REQUEST: Reproduce the records from the line with "For the evaluation set, point out every instance of the gray" to the line with "point(88, 477)", requests included, and move every coordinate in the answer points up by 96. Leave the sample points inside the requests unchanged.

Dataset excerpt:
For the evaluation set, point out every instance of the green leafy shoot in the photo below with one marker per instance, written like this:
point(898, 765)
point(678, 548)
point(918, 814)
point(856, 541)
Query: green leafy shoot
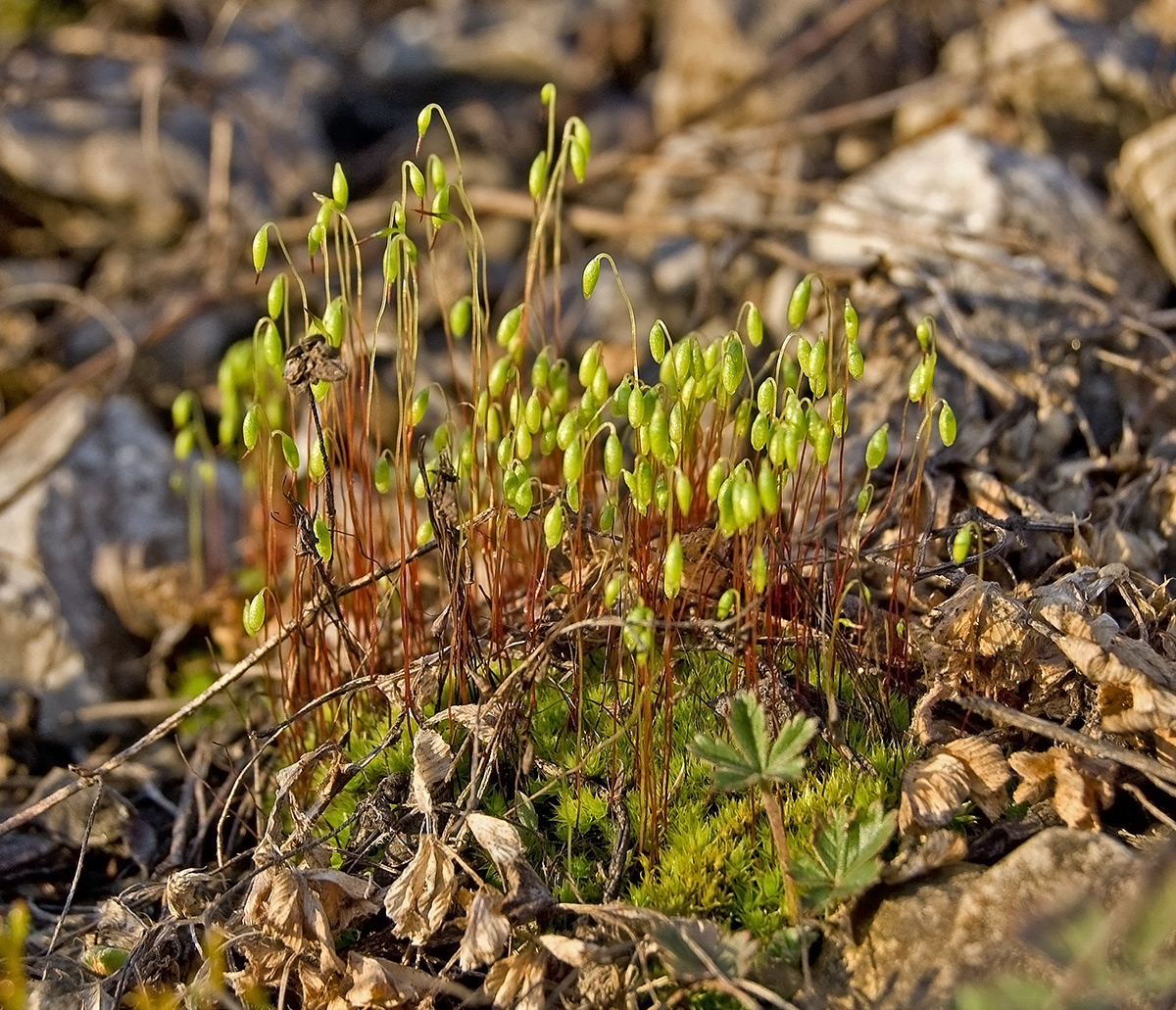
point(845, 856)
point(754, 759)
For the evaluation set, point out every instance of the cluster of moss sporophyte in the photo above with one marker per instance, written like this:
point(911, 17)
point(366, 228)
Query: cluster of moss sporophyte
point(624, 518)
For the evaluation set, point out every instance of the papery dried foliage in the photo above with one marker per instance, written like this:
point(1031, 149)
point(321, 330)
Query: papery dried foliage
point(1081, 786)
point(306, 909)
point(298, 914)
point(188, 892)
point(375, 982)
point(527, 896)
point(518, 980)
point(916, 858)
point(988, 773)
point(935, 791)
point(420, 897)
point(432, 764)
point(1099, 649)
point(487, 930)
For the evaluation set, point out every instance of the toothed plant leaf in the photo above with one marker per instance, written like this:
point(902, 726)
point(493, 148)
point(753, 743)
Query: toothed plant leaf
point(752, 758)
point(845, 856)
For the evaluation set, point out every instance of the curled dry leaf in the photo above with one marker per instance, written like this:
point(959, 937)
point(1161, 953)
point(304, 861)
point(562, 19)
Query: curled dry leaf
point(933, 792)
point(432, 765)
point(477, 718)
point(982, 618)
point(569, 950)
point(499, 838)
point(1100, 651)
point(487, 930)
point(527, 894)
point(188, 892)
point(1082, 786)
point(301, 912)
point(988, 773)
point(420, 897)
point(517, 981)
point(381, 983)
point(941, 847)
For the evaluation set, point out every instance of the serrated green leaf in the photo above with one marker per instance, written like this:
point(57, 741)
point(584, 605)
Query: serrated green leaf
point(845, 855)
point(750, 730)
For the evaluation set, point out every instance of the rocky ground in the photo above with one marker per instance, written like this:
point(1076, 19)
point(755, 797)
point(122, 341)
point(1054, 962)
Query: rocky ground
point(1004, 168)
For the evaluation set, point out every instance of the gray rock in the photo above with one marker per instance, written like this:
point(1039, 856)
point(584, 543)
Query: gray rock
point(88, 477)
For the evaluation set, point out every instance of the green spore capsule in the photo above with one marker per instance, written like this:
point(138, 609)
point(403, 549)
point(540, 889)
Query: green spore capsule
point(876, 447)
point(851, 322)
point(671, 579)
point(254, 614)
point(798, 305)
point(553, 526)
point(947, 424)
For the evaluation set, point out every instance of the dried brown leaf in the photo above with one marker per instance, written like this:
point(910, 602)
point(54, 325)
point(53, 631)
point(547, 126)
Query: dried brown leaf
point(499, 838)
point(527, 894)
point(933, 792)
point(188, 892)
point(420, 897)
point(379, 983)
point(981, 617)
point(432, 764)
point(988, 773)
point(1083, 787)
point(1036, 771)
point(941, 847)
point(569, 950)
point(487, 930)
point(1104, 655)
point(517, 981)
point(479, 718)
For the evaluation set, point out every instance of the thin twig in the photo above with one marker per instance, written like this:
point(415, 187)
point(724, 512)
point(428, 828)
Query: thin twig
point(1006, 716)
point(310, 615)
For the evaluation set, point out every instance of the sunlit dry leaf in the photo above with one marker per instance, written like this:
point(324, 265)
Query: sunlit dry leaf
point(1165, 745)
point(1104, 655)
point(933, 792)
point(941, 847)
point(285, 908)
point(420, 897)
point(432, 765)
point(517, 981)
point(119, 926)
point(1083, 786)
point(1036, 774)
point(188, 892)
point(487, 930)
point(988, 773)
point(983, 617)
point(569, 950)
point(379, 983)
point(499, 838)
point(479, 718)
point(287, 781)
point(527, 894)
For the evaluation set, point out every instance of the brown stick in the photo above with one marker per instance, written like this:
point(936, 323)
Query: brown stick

SOLUTION FOR THIS PROBLEM:
For the evaluation set, point out every instance of the gray rock in the photo above with one marker per instance, written like this:
point(1039, 856)
point(584, 543)
Query: gray rock
point(184, 573)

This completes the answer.